» Entries on locating named things
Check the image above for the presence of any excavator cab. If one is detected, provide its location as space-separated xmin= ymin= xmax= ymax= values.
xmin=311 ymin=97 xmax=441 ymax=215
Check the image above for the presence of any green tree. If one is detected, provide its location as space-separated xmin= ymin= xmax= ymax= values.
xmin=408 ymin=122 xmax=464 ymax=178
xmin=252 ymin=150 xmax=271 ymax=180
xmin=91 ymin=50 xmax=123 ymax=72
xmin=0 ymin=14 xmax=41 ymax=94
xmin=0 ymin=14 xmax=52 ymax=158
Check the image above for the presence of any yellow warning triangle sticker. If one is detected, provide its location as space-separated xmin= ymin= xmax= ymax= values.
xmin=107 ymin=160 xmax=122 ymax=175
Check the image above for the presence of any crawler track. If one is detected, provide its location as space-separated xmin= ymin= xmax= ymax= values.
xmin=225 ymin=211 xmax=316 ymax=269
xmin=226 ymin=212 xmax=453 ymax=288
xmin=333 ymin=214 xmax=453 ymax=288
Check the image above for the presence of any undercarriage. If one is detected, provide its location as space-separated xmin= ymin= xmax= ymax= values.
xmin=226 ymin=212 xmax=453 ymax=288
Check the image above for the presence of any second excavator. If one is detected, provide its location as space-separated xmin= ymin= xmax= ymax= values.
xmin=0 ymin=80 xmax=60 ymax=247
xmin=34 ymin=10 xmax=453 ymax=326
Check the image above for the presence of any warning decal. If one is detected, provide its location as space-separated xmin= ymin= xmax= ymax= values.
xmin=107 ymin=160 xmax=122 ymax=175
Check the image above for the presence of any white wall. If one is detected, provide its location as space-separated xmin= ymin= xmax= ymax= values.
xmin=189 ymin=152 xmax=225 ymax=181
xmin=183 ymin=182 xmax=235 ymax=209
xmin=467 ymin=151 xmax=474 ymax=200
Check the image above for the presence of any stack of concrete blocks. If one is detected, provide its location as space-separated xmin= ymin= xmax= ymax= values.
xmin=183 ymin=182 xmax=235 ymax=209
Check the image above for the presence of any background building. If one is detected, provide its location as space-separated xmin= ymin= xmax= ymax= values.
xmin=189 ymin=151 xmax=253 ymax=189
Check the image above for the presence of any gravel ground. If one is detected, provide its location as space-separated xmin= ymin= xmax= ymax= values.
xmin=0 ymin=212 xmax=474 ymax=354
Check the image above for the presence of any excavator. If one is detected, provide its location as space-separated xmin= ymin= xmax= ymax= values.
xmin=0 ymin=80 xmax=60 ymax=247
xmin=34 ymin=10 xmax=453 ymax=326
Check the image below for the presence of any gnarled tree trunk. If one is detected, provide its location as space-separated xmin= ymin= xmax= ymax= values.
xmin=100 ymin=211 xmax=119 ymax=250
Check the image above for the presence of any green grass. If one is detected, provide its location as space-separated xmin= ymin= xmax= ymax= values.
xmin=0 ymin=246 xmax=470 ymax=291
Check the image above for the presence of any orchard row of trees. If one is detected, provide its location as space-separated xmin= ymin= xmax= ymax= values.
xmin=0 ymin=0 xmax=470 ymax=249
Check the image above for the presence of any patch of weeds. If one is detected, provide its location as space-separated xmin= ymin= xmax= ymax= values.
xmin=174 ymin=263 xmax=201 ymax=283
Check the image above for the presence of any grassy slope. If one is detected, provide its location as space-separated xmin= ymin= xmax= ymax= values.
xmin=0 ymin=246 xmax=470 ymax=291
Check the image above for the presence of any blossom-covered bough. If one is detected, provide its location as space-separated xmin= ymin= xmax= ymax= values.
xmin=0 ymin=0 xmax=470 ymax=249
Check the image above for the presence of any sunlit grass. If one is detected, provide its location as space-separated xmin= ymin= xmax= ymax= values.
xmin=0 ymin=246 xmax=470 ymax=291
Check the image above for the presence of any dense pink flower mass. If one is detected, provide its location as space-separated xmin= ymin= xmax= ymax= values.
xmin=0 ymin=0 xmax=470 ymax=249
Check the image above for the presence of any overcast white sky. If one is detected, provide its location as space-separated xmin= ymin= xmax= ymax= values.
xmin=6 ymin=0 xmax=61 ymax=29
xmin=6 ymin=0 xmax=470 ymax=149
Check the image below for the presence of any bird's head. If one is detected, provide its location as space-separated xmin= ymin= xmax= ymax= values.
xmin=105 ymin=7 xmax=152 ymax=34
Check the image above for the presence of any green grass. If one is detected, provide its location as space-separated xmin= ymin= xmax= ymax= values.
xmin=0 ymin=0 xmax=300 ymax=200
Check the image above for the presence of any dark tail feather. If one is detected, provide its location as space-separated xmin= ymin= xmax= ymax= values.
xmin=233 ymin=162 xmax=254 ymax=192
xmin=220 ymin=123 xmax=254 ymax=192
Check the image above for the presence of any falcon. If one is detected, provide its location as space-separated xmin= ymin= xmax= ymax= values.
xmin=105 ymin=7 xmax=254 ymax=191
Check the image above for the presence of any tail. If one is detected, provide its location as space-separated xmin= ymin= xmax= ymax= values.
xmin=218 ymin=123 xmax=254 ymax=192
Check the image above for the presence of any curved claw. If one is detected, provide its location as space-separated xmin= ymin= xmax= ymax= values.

» What to work on
Please write out the data from its first line up to and including the line with "xmin=311 ymin=97 xmax=441 ymax=215", replacing "excavator cab" with "operator cab" and changing nothing else.

» Solution below
Check the image above for the presence of any operator cab. If one is detected, provide its location as space-separated xmin= ymin= xmax= ymax= values.
xmin=311 ymin=97 xmax=441 ymax=215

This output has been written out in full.